→ **TINDAKAN YANG DIPERLUKAN**:
Jawab pertanyaan berikut berdasarkan teks di bawah.
1. Apa yang ingin dilakukan narator meskipun mereka selalu menginginkan kehadirannya?
2. Mengapa badan narator mulai berlemak?
3. Kepada siapa narator mengucapkan terima kasih di akhir teks?

Betapa sebenarnya mereka menginginkan kehadiranku selalu di tengah-tengah mereka. Tetapi aku selalu bersikeras. Aku ingin merantau. Mereka pun mengalah, tenggelam dalam diam, tak berani bersuara, takut aku marah apalagi kecewa. Padahal sebenarnya mereka tak mau kehilangan momen bersamaku. Maaf... ! ! !
Matahari membangunkanku yang terbuai keindahan desaku yang tercinta. Kulitku hitam terbakar mentari pantai. Badanku mulai berlemak karena keramahan makanan yang selalu disuguhkan padaku tak ada habisnya. Oh Tuhan negeri ini limpah susu dan madu, tetapi aku meninggalkannya menjadi budak di negeri orang, budak pengetahuan yang kelak akan ku pakai untuk mengabdi di tanah tempat aku di lahirkan. Tanah yang sudah menghasilkan buah kelapa yang ranum yang memberi kami kehidupan. Penghasilan yang bagus. Terima kasih petani kopra.

→ **CUPLIKAN DATA**:
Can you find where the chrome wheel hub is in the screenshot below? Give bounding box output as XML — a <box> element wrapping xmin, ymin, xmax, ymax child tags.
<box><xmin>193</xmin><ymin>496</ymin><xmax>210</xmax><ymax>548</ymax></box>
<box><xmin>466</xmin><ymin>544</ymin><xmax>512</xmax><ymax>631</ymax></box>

→ **BAGIAN JAWABAN**:
1. Merantau.
2. Karena keramahan makanan yang selalu disuguhkan kepadanya tak ada habisnya.
3. Kepada petani kopra.